* Что требуется *
Допишите следующую часть отрывка о путейских работницах, начав сразу после его последнего предложения.

* Приведенный отрывок *
◇ ◇ ◇ ◇ ◇ ◇ ◇

К станции, отдуваясь снежной пылью, медленно подходит электрический поезд. Прощаюсь с жителями, становлюсь на занесенную снегом площадку и вижу, что продавщица Тамара открывает замок. Мужики вытягиваются в цепочку и идут к магазину, возле которого уже топчется инвалид со смытым лицом, который пришел за куревом.

В пустом вагоне кроме меня сидели три путейских работницы (две в оранжевых жилетах, третья в стеганке). Они ехали на труд. Мы долго переглядывались, а узнав друг друга, разошлись как незнакомые. Они — ровнять полотно, я — писать заметку про них под названием

#

Оранжевые железнодорожницы

Что им, собственно, любить в своей работе: «свежий воздух» в дождь и мороз, тяжести, грязь? Просто они занимаются тем, что никто не хочет делать, кроме них, да и нет у нас для них другой работы, за которую в полосе отчуждения хоть что-то платят.

С кайлом и лопатой, в ватных штанах и телогрейках, украшенных оживляющими пейзаж оранжевыми жилетами, они возятся со смерзшимся балластом и неподъемными черными шпалами, отходя в сторону, чтобы пропустить фирменные поезда, летящие в предполагаемое будущее по проложенным ими рельсам.

◇ ◇ ◇ ◇ ◇ ◇ ◇

* Перечень позиций *
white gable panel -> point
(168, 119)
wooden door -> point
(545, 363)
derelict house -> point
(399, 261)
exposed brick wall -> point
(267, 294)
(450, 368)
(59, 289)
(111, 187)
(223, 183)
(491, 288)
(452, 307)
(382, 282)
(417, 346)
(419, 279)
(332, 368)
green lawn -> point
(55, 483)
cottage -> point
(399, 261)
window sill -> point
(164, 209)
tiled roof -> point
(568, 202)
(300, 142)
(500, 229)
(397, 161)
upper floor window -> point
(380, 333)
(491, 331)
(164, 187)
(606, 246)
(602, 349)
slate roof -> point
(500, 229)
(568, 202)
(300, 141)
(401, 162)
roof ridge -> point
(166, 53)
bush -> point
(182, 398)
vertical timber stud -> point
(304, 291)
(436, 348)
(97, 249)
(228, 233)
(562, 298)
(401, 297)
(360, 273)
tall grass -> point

◇ ◇ ◇ ◇ ◇ ◇ ◇

* В ответ *
Дети путейских женщин относятся к нам, стоящим у окон купейных вагонов, с мирным любопытством. Эти окна для них как телеэкраны (грязноватые, впрочем), за которыми проистекает недоступная, а значит, не раздражающая их жизнь. И они приветливо машут нам руками (всё еще машут…), хотя редко кто сообразит помахать им в ответ. Ответное приветствие — это зерно надежды. Оно может дать всходы, которые потревожат утоптанную для своего душевного спокойствия почву. И мы не видим, не слышим, не чувствуем, опасаясь участия в проживании их унылых дней… Мы не отождествляем себя с ними (до той поры, пока нам не придется сойти при случае на разъезде для длительного там пребывания), как они не отождествляют свою жизнь с нашей до того случая, когда, попав в поезд, они встанут у окна комфортабельного вагона, чтобы немедленно забыв о недавнем прошлом, вяло смотреть на чужих детей, приветливо машущих им руками…

Между тем мы в одном поезде. И дети эти — наши, и женщины, что таскают рельсы, кладут асфальт, месят бетон, а потом с ведром завезенной в магазин по случаю мойвы идут в жилье, которое за всю их жизнь не вырастет в понятие «дом», — тоже наши.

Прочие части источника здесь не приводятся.